(begin)

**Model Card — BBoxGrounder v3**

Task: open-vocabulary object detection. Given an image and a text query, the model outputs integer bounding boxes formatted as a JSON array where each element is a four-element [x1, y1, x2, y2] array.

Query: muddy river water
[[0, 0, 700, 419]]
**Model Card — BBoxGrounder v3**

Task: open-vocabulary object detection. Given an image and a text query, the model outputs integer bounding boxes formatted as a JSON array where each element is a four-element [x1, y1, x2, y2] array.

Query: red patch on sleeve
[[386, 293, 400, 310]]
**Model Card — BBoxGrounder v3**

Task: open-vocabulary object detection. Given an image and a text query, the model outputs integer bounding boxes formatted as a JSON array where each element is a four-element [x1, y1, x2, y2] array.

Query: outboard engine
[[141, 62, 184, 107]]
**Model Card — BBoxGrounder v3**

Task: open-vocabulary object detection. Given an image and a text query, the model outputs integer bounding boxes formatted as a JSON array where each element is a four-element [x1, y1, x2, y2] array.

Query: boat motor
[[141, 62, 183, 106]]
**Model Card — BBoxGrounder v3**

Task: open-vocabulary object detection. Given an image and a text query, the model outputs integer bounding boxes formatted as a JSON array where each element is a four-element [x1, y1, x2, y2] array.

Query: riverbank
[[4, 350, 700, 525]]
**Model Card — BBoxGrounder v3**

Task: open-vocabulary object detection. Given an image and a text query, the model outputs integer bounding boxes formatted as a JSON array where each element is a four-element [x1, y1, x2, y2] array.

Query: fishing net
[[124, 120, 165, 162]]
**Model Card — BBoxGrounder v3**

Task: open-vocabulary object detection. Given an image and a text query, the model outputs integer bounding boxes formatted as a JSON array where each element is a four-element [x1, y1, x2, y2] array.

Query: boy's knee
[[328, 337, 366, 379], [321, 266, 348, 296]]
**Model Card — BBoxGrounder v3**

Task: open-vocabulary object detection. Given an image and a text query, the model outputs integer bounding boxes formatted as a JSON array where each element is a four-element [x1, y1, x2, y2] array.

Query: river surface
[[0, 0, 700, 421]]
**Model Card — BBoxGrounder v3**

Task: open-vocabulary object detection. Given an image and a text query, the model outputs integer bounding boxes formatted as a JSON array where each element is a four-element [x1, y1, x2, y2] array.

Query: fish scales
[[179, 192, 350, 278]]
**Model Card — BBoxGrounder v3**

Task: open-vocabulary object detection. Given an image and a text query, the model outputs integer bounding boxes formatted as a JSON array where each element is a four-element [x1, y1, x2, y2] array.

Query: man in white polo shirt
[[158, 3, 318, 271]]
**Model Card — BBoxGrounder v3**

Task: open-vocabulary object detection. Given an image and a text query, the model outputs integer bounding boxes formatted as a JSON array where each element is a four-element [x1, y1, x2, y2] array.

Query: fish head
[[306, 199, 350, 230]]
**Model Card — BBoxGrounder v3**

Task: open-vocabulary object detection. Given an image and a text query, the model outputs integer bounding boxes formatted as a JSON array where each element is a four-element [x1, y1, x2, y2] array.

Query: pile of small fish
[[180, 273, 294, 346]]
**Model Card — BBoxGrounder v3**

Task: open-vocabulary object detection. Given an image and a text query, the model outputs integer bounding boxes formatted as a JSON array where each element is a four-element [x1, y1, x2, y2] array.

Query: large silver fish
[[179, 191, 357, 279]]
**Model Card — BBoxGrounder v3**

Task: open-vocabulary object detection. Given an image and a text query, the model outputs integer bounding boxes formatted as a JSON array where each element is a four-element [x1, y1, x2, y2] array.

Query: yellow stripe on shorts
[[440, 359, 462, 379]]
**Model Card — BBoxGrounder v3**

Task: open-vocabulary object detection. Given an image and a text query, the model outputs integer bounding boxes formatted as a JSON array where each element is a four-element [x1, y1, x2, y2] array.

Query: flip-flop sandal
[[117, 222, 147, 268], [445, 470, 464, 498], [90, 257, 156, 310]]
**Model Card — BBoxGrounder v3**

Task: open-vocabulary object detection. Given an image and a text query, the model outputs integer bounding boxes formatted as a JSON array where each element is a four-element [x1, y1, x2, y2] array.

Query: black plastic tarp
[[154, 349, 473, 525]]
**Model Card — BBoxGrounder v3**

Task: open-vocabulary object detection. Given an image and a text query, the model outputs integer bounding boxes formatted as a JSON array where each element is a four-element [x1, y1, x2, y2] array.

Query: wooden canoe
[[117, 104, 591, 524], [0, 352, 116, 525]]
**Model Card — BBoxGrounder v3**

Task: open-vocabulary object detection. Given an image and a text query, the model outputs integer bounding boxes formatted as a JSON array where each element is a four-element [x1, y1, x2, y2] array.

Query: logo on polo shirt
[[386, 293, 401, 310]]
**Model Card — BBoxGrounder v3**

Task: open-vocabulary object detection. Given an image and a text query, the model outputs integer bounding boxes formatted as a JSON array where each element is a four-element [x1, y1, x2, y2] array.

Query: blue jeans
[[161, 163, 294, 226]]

(end)

--- The task ---
Gather and copy every line of the records above that contains the word "polo".

--- Task response ---
Query: man in white polo shirt
Query: logo on polo shirt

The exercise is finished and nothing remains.